» RECORD EXCERPTS:
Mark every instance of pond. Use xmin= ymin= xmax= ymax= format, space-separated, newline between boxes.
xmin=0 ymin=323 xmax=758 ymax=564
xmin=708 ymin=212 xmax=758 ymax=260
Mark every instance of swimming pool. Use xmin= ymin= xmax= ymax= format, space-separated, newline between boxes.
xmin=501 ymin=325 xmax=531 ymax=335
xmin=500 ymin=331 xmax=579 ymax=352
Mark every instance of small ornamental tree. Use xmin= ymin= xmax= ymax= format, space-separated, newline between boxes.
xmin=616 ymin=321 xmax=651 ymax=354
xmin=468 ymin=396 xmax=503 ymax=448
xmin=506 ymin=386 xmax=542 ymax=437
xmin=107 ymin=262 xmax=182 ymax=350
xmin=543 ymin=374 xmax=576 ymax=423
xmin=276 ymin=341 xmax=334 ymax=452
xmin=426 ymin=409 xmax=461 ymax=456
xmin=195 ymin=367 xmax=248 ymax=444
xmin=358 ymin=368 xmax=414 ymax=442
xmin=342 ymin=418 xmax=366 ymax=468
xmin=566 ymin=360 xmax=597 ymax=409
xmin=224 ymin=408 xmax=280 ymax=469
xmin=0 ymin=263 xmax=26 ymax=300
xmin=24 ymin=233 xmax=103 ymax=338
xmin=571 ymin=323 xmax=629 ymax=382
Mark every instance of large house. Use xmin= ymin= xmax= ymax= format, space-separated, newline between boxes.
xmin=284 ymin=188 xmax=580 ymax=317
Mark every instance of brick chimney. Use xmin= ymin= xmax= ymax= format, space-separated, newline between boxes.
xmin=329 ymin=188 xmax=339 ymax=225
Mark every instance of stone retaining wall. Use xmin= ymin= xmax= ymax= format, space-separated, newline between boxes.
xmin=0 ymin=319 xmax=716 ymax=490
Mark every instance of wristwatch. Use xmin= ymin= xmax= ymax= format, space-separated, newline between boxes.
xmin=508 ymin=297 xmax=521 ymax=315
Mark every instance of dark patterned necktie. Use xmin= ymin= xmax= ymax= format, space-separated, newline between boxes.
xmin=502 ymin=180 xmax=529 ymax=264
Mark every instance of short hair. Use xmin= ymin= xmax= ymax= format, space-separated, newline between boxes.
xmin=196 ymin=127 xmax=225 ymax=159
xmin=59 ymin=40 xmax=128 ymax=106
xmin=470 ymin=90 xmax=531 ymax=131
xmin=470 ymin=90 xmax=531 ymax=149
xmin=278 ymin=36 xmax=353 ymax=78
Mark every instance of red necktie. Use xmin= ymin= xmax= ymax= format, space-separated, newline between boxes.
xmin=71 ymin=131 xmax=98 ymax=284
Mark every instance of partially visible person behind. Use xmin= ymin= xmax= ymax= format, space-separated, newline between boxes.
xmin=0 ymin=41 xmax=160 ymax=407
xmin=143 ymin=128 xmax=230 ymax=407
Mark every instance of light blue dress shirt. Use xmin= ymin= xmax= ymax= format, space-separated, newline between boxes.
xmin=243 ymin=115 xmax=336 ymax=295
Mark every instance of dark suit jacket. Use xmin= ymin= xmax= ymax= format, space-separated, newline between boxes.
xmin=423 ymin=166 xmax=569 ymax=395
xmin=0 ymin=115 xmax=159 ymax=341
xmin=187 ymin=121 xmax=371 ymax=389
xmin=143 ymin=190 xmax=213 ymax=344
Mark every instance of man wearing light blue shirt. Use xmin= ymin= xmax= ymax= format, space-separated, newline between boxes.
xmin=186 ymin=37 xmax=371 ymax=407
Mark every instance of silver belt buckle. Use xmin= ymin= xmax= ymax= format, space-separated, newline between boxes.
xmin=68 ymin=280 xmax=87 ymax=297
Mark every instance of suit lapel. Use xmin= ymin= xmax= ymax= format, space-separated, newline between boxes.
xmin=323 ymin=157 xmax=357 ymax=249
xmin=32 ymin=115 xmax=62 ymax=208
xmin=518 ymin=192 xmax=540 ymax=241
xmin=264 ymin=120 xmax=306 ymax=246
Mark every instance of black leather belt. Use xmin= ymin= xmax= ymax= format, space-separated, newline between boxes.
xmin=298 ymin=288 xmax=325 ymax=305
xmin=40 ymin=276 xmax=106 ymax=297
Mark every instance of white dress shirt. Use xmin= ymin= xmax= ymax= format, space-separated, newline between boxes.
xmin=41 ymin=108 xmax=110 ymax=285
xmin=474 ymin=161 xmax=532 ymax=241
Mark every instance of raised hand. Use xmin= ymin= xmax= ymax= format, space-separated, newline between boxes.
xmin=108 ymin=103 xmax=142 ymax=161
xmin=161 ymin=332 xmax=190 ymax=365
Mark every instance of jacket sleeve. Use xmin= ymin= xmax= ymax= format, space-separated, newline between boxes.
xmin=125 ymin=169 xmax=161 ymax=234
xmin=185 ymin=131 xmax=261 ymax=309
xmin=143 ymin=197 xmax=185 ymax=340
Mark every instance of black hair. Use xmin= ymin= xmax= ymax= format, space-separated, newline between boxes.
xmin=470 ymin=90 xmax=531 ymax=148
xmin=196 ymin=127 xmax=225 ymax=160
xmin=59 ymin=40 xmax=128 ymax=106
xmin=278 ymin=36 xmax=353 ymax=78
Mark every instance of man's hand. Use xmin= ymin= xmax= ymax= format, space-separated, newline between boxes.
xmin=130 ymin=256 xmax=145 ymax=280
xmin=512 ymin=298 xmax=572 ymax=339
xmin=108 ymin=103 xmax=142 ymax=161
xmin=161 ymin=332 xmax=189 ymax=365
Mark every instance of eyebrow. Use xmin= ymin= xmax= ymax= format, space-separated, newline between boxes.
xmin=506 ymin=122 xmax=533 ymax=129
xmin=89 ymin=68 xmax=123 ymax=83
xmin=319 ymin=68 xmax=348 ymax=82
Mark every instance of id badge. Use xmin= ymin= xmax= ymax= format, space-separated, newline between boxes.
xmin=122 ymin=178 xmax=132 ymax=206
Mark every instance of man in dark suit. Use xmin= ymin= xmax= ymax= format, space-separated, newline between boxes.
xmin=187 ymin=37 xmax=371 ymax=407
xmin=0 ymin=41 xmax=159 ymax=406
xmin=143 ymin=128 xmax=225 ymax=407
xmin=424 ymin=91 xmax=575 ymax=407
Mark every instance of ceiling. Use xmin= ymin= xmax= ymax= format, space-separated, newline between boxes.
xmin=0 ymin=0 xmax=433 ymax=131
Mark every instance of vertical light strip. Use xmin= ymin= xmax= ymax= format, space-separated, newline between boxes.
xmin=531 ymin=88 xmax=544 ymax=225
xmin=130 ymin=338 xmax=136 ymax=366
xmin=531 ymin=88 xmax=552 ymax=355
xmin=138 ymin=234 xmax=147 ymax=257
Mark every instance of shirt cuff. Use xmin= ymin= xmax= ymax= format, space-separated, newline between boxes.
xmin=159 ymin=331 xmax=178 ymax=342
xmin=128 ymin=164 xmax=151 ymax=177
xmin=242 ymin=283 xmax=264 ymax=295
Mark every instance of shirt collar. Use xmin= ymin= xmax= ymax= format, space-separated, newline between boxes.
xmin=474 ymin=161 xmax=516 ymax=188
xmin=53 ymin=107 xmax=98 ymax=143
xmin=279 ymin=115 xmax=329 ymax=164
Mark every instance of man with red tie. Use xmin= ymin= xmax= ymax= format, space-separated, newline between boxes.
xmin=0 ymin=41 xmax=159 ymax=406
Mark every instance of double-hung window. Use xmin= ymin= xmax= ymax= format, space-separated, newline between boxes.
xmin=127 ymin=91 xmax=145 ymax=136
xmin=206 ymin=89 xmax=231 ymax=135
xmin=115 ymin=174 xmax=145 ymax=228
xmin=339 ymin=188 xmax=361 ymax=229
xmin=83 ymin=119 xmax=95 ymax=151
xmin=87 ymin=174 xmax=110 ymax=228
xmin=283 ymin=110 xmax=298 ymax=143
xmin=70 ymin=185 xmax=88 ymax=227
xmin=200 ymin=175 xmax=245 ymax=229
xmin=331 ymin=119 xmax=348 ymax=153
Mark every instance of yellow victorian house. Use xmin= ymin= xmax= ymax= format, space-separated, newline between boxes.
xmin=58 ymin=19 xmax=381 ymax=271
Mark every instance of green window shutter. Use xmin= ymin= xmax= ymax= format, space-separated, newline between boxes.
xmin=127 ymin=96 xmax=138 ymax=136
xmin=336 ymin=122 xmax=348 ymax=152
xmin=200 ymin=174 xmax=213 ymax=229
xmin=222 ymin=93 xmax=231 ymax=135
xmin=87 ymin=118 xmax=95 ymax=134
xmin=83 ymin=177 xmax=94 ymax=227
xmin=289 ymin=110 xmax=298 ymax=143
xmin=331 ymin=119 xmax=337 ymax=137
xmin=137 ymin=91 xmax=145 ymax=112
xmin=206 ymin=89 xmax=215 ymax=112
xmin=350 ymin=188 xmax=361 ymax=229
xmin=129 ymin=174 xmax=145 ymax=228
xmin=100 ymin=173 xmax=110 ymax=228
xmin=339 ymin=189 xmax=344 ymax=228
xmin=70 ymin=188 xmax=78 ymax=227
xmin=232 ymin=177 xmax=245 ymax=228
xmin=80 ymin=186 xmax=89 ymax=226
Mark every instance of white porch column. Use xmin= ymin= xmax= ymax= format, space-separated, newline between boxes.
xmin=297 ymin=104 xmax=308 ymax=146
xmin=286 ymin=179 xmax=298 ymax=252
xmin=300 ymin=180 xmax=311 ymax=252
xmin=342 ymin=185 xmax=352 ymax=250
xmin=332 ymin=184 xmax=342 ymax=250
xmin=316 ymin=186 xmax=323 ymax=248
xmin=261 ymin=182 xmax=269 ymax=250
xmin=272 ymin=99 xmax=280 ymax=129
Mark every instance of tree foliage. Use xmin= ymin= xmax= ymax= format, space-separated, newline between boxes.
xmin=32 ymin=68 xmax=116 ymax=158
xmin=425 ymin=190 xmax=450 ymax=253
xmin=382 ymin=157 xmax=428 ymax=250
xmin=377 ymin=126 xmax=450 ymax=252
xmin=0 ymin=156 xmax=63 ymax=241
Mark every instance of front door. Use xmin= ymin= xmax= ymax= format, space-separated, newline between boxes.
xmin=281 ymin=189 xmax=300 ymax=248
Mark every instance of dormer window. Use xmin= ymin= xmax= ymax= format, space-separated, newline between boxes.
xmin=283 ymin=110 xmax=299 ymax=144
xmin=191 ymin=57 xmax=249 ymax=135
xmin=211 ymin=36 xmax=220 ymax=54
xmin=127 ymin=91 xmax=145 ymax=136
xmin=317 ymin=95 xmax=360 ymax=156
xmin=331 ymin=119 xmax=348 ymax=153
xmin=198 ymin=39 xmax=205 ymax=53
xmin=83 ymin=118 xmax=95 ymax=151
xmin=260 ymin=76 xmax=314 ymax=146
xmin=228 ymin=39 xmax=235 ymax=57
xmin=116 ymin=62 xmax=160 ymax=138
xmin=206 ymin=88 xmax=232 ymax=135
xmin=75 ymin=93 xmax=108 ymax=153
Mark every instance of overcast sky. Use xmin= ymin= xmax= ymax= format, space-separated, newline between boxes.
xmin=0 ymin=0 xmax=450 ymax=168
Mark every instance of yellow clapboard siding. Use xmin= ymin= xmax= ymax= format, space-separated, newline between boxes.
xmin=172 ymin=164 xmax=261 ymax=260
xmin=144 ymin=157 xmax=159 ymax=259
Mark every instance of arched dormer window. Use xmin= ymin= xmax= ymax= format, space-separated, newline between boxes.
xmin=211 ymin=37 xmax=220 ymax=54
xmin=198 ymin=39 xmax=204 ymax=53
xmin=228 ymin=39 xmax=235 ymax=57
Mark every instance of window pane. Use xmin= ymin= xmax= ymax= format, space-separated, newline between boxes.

» WORK TO DO: Copy the lines from the one with "Mark every instance of front" up to and including the one with "xmin=281 ymin=189 xmax=300 ymax=248", swapping "front door" for "main entrance" and leaving everything else unchanged. Return only those lines.

» FULL SOLUTION:
Mark every instance of main entrance. Use xmin= ymin= xmax= ymax= format, space-separated, newline between boxes.
xmin=281 ymin=189 xmax=300 ymax=248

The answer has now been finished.